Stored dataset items

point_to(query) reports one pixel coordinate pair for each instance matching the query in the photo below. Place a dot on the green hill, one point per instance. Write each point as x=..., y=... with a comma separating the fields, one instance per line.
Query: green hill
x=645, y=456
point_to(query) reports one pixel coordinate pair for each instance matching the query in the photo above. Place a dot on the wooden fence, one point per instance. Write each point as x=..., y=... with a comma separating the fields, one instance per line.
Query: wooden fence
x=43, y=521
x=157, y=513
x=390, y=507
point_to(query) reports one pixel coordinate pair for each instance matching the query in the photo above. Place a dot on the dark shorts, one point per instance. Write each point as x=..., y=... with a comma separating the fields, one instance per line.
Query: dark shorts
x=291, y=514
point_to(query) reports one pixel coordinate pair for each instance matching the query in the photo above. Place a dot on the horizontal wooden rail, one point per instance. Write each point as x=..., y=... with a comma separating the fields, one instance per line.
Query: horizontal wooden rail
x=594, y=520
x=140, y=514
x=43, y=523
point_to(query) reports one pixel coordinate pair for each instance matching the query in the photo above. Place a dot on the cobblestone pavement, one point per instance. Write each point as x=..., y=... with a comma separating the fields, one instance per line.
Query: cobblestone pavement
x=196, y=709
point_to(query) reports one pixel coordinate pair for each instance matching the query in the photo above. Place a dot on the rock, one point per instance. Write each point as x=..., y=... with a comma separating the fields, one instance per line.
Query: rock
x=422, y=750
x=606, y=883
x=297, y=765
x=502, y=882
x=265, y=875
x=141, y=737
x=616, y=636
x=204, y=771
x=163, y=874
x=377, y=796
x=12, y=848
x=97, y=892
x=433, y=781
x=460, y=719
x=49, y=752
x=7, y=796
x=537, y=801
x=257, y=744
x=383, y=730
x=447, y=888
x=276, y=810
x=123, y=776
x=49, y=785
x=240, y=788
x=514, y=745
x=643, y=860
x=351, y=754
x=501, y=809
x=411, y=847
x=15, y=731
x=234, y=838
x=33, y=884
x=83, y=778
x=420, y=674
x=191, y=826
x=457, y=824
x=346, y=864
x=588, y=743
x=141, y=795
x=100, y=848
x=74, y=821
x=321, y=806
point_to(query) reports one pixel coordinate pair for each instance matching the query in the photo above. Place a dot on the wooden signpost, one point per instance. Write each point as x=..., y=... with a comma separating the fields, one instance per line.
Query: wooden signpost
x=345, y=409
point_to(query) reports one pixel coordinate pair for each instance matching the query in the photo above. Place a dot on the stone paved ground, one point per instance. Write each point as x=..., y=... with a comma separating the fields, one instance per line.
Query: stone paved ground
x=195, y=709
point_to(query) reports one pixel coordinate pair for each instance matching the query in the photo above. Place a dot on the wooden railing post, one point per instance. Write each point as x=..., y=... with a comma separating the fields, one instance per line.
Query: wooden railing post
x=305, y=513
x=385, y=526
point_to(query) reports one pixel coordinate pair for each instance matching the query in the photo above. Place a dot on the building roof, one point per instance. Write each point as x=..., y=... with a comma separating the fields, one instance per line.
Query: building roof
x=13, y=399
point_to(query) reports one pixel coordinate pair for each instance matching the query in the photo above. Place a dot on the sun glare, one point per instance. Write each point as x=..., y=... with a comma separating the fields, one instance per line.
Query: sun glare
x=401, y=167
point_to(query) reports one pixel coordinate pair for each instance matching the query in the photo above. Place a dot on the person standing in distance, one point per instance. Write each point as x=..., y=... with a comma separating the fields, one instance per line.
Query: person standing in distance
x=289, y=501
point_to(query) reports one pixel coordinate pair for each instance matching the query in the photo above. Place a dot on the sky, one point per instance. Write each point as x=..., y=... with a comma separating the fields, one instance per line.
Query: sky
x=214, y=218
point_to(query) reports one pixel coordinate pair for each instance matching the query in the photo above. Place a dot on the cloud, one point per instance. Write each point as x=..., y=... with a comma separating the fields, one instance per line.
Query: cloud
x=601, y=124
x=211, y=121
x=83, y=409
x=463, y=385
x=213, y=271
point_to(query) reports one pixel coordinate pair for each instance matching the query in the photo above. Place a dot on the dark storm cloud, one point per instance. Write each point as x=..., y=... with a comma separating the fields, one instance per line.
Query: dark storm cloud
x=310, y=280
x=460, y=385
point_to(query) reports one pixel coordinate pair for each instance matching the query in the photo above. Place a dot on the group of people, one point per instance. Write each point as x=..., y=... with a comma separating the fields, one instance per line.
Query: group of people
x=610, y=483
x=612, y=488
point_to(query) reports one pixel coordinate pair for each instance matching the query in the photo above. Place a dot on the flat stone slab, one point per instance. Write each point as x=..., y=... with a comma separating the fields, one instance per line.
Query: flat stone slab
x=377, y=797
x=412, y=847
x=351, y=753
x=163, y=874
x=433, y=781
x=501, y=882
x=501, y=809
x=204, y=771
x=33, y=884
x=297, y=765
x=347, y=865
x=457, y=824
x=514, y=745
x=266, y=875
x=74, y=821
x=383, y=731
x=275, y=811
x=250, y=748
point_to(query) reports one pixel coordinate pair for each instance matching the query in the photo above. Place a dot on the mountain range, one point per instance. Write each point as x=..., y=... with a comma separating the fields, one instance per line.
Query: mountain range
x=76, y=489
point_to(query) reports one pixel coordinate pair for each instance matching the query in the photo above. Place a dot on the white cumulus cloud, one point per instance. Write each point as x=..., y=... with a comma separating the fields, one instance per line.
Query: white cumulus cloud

(EXERCISE): Show, from the entries above, every line that includes the string "cumulus".

(REPLY):
point_to(query) reports one pixel coordinate pair for each instance matching the query in the photo above. Place a dot on the white cumulus cloud, one point per instance. Write each point as x=..., y=... with a comma separating the fields, one instance per line.
Query: white cumulus cloud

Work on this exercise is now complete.